··· SELECTED EXTRACT ···

New Haven, Conn. — New calculations support an alternative to “superfluidity” of a solid as the explanation for the behavior of an isotope of helium, 4He, at temperatures approaching Absolute Zero, according to a report in Physical Review Letters.
Among the most provocative recent reports in condensed materials science were studies interpreting the behavior of solid 4He in an oscillating chamber as a “supersolid.” In this current paper, John S. Wettlaufer, professor of geophysics andphysics at Yale University, and his colleague J. G. Dash, emeritus professor of physics at University of Washington, offer another possible explanation.
“If you rotate a container of nearly-frozen liquid 4He, even gently, it does unusual things — hydrodynamically,” said Wettlaufer. Superfluidity has long been shown to occur as liquid 4He is cooled to within two degrees of Absolute Zero. In this state, the liquid can flow without any resistance; rotating in a container it can continue without slowing, as long as it is kept at the low temperature. The state is an effect of quantum physics known as Bose-Einstein condensation (BEC).
The possibility of BEC in solid 4He was a theoretical speculation for many years, so the reports of Professor Moses Chan and his student E.-S. Kim at Penn State seemed to be the hoped for experimental validation.
However, Wettlaufer and Dash explain the observations differently. Their calculations show that even at temperatures below the freezing point of 4He, the boundary between solid 4He and the container is not frozen. They say that, instead, there is a thin lubricating superfluid film between the solid and its container.
The film is caused by melting at the boundary of the two solids, an effect that occurs in all solids. In ice, for example, interface melting influences the flow of glaciers, and causes frost heave in frozen ground.
Although the alternative explanation rejects the supersolid, it suggests a new and challenging study of superfluidity in a region of pressure and temperature that has not been accessible otherwise.
Related work in Wettlaufer’s group on thermodynamic and surface effects focuses on glycoproteins found in the blood of organisms that live at temperatures where most living things would be frozen. This research was supported by the National Science Foundation, the Bosack and Kruger Foundation and Yale University.

···

GOAL OF THE EXERCISE →
Can you quote the helium report word for word from "The possibility of" to "in frozen ground."?

··· DATASET EXCERPTS ···

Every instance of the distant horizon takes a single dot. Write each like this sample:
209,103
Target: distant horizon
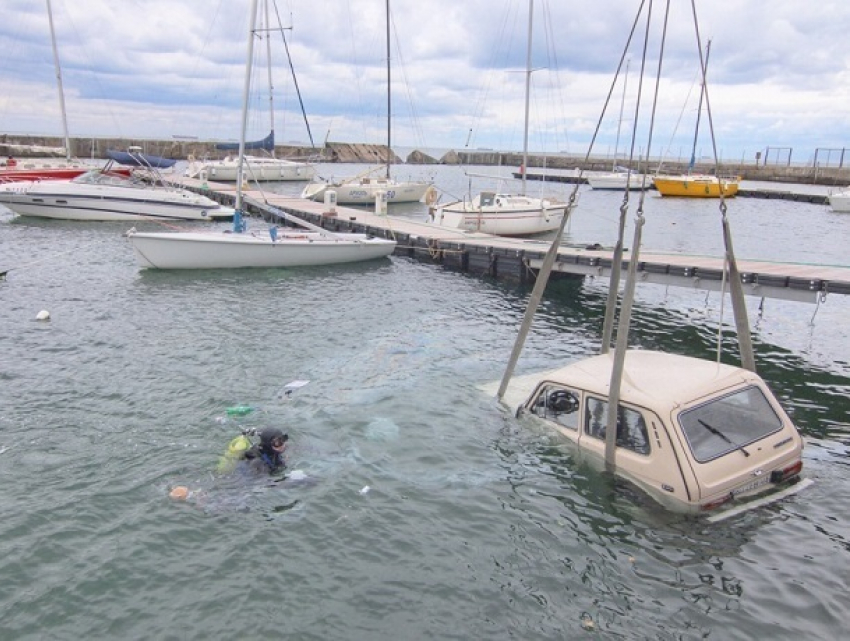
778,154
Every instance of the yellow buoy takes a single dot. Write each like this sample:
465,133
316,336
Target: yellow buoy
179,493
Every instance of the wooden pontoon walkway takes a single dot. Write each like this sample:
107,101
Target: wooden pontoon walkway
519,259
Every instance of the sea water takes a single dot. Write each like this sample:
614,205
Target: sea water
474,524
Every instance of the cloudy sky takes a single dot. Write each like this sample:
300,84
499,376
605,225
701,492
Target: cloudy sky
778,73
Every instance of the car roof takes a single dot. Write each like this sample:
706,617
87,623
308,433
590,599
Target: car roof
657,380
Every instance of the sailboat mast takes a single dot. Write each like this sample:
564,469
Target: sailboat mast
389,97
699,111
269,65
59,83
620,122
240,173
527,96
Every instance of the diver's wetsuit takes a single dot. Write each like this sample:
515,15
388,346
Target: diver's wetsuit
265,457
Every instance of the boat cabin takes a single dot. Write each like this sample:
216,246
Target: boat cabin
692,433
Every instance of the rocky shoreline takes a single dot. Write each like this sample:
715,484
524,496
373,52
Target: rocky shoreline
340,152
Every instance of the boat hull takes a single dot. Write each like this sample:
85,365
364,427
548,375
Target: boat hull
696,186
508,216
365,193
264,170
229,250
70,201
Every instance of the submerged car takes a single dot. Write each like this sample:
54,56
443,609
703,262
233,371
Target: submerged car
694,434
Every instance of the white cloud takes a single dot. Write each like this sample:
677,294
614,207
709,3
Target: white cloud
778,72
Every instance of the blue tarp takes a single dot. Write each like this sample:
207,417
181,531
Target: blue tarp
266,143
137,159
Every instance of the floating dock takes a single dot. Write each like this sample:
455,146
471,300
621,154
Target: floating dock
519,259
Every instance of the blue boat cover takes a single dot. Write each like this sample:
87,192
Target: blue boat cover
136,159
266,143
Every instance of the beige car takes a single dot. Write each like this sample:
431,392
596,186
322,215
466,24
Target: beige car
694,434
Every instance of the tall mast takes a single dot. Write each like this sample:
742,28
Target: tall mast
389,97
59,83
240,172
620,122
269,65
699,110
527,96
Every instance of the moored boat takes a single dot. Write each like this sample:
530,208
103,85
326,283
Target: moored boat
364,190
258,168
501,214
103,195
240,248
696,186
134,157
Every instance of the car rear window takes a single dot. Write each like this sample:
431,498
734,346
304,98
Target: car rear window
729,423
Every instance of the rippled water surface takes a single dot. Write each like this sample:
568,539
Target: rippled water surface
424,511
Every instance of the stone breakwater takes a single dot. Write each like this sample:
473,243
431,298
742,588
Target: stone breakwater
340,152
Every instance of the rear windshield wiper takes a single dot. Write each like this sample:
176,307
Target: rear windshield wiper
717,432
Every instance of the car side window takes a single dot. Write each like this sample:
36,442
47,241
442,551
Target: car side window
631,426
558,404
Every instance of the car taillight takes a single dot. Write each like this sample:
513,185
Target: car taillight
777,476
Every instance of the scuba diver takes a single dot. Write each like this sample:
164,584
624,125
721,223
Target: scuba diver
267,455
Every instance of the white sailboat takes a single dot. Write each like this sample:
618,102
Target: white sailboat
696,435
505,214
243,248
259,168
104,195
619,178
14,169
365,188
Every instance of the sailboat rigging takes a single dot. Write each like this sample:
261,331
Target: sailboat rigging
362,189
618,178
505,214
259,168
13,169
642,413
692,184
241,248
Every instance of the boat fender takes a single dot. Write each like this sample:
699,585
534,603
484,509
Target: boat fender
431,196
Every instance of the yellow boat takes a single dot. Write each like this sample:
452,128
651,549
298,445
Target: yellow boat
696,186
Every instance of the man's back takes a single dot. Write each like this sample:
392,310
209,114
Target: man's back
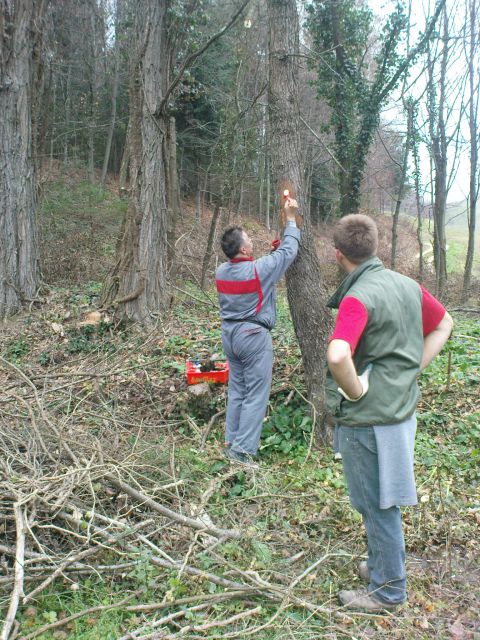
392,342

···

OUTPUT OF THE EXERCISE →
The possibility of BEC in solid 4He was a theoretical speculation for many years, so the reports of Professor Moses Chan and his student E.-S. Kim at Penn State seemed to be the hoped for experimental validation.
However, Wettlaufer and Dash explain the observations differently. Their calculations show that even at temperatures below the freezing point of 4He, the boundary between solid 4He and the container is not frozen. They say that, instead, there is a thin lubricating superfluid film between the solid and its container.
The film is caused by melting at the boundary of the two solids, an effect that occurs in all solids. In ice, for example, interface melting influences the flow of glaciers, and causes frost heave in frozen ground.